## Work instructions:
Answer these from the Dubonnet post:
1. In what year did Joseph Dubonnet create the aperitif?
2. Which company took over the Dubonnet brand name in 1976?
3. What proportions of Dubonnet and gin made up the queen mother's cocktail?

## Exercise passage:
━━━━━━━━━━━━━━━━

Wednesday, December 9, 2015

41 Days of Drinks (day 19)

• This is the latest entry in a daily feature that will run through New Year's Eve. To provide it, I combed through all sorts of sources -- my own archives, bar books, distillers' ideas, etc. -- even press releases from breathless PR people seeking to get their clients' products mentioned.

So far in this series, I've given you 18 different cocktails to try. But, realizing each one will take a few minutes to make and you may need to pour something very quickly for a guest, I offer this alternative. It isn't a cocktail, per se, but it is a tasty concoction on its own.


This aperitif (pronounced dew bone A) is a blend of fortified wine, herbs, and spices with fermentation being stopped by the addition of alcohol.

It was created in 1846 by Joseph Dubonnet, his entry in a competition run by the French government to find a way to persuade soldiers stationed with the French Foreign Legion in North Africa to drink quinine, which is part of the Dubonnet recipe. Quinine is used to combat malaria, a disease prevalent in most places the Legionnnaires were posted, but is very bitter and, thus, not drinkable on its own.

The brand-name Dubonnet was taken over by the beverage giant Pernod Ricard in 1976. It is available in Rouge (red), Blanc (vanilla) and Gold (orange) varieties.

Incidentally, Britain's late queen mother, Elizabeth, was a noted imbiber of a cocktail that was 70% Dubonnet and 30% gin. Queen Elizabeth II also has been photographed enjoying a Dubbonet-and-gin, which she has before lunch nearly every day.

━━━━━━━━━━━━━━━━

## Excerpted records:
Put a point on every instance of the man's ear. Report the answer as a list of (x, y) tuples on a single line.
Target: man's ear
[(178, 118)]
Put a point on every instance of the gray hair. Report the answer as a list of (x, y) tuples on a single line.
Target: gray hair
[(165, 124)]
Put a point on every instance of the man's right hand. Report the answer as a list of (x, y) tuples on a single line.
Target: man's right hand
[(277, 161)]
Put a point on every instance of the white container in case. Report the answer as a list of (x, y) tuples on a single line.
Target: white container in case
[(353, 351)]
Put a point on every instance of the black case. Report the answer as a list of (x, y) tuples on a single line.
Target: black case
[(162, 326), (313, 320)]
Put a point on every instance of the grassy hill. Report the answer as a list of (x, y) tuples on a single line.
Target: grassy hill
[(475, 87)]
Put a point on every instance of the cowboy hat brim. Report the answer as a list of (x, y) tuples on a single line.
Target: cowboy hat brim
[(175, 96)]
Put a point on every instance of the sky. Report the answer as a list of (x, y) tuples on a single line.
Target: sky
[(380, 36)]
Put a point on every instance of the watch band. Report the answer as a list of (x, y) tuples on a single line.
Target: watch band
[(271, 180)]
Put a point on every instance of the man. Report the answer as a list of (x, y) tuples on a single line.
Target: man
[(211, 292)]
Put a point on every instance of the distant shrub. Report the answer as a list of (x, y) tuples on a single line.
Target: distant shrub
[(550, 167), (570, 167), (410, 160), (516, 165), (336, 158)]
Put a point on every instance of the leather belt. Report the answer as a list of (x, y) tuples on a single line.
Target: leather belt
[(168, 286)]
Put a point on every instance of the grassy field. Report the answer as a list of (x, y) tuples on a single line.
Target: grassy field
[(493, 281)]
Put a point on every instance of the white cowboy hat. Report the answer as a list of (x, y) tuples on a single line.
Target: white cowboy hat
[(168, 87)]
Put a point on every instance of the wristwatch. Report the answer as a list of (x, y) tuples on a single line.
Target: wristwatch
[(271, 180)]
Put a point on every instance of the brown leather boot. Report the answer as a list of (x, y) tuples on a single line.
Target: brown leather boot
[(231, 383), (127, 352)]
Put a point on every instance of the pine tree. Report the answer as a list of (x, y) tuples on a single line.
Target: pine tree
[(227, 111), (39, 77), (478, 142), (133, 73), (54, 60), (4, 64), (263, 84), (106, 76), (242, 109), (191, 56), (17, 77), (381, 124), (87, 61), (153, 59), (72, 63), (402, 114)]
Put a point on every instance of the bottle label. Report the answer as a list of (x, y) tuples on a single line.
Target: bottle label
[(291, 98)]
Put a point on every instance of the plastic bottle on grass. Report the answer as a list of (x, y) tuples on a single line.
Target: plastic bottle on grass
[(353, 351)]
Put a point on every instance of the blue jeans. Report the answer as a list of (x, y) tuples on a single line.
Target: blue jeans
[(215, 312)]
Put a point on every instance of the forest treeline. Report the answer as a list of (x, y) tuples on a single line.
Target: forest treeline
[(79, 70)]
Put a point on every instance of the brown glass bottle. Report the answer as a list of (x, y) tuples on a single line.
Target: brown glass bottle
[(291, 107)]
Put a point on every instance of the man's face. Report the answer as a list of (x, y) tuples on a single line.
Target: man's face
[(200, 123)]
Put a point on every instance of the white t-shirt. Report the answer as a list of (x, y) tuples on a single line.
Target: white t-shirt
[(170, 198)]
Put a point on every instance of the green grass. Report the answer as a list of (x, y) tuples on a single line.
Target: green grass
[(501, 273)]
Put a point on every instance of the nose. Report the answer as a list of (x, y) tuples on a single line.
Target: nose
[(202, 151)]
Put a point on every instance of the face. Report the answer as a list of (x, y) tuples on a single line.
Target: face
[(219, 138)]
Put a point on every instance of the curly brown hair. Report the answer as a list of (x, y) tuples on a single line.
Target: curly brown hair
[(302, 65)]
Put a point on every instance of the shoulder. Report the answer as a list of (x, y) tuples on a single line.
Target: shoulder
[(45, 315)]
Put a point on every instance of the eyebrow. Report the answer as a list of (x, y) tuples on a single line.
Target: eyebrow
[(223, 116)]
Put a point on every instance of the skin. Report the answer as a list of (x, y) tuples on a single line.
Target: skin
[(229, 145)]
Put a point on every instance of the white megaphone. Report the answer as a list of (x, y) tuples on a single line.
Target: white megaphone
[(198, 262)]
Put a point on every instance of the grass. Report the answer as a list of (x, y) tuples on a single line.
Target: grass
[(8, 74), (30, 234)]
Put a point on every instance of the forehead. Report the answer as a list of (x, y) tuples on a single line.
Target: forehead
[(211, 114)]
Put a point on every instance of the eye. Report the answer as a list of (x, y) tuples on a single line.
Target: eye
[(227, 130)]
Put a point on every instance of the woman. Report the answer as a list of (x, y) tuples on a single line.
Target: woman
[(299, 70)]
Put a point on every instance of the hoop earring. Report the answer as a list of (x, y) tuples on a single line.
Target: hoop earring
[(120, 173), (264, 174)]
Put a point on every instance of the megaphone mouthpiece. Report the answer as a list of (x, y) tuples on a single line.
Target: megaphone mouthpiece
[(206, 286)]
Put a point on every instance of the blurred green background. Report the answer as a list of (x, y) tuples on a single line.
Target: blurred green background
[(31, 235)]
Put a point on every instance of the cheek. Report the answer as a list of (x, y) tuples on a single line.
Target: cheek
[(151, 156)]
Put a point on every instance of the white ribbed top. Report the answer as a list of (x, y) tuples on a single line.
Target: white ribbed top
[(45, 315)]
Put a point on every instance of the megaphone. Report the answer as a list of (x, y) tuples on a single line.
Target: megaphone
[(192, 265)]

━━━━━━━━━━━━━━━━

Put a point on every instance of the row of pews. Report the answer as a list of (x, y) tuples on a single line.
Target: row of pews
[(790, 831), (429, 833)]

━━━━━━━━━━━━━━━━

## Result of this exercise:
1. 1846
2. Pernod Ricard
3. 70% Dubonnet and 30% gin